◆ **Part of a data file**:
(begin)
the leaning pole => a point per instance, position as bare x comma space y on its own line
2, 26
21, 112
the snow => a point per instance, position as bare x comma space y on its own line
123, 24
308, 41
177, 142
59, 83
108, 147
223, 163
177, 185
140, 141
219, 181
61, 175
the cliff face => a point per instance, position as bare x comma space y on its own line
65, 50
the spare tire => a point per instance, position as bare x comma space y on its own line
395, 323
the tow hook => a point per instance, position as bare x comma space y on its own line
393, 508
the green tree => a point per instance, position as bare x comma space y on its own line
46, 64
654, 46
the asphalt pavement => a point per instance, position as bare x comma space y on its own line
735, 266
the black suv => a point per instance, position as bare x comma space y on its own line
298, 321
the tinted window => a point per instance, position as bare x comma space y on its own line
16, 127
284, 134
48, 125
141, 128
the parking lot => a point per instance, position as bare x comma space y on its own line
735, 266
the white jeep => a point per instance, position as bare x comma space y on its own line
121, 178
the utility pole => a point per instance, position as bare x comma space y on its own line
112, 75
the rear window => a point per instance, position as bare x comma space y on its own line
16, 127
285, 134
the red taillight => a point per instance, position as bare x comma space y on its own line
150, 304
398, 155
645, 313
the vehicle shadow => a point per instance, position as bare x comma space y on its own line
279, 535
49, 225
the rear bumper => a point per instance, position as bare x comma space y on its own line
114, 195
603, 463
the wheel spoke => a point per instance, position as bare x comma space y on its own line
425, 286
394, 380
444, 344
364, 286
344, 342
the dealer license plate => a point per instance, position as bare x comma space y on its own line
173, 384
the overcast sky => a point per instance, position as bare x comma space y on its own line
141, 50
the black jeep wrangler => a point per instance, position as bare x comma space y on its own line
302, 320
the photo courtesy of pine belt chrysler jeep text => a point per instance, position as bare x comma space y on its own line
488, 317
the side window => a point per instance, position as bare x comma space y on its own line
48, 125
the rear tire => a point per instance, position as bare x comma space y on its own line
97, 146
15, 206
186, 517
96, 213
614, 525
(end)
◆ **Exercise instructions**: Recast the data above as a two-column CSV with the headers ask and response. Give each line containing "=>" its own row, with that line's text under ask and the coordinate lines that follow it under response, each in one quoted field with line breaks turned into spaces.

◆ **Response to this task**:
ask,response
"the leaning pole => a point per instance, position as bare x comma space y on its own line","2, 26 21, 112"
"the snow => a point per instance, position as bare x comma space y on its own line","123, 24 308, 41 177, 142 59, 83 108, 147 223, 163 177, 185 140, 141 219, 181 61, 175"
"the cliff face => a point per instance, position as bare x comma space y on its own line","65, 50"
"the spare tire => a point per instance, position as bare x comma space y on its own line","395, 323"
"the tow hook => a point per instance, position as bare x comma space y on its own line","393, 508"
"the green tree => a point per instance, position as bare x comma space y on its own line","46, 64 654, 46"
"the asphalt pavement => a point per instance, position as bare x comma space y on its own line","735, 266"
"the black suv => a point per instance, position as bare x comma space y on its own line","298, 321"
"the tinted window => a point per instance, position as bare x comma space y on its own line","16, 127 284, 134 48, 125 141, 128"
"the parking lot => a point per instance, position as bare x comma space y on its own line","735, 266"
"the white jeep => a point per instance, position as bare x comma space y on its own line","121, 178"
"the utility pole => a point per instance, position as bare x comma space y on its own line","112, 75"
"the rear window => a point per instance, position as bare x comma space y on its own line","16, 127 285, 134"
"the red taillight => a point per instance, position as bare x comma space y on its own line","150, 304 398, 155 645, 313"
"the vehicle shadow => a point per instance, position as bare x comma space y on its own line","279, 535 49, 225"
"the rear bumper => a point per instance, position as bare x comma space y on its own line","114, 195 603, 463"
"the wheel spoke => a point per instance, position as bare x comma space y on its own line","425, 286 394, 380 444, 344 364, 286 344, 342"
"the dealer license plate => a point per instance, position as bare x comma space y on its own line","173, 384"
"the overcast sky => a point per instance, position as bare x comma space y on its own line","141, 50"
"the black jeep wrangler => a point per instance, position as bare x comma space y on its own line","302, 320"
"the photo courtesy of pine belt chrysler jeep text => a point per instance, position as bare x comma space y on its own line","488, 317"
"the side window => a point per instance, position as bare x comma space y on its own line","48, 125"
"the rear tire => a point per instance, position as bare x comma space y on its own line","97, 146 15, 206 186, 517 96, 213 614, 525"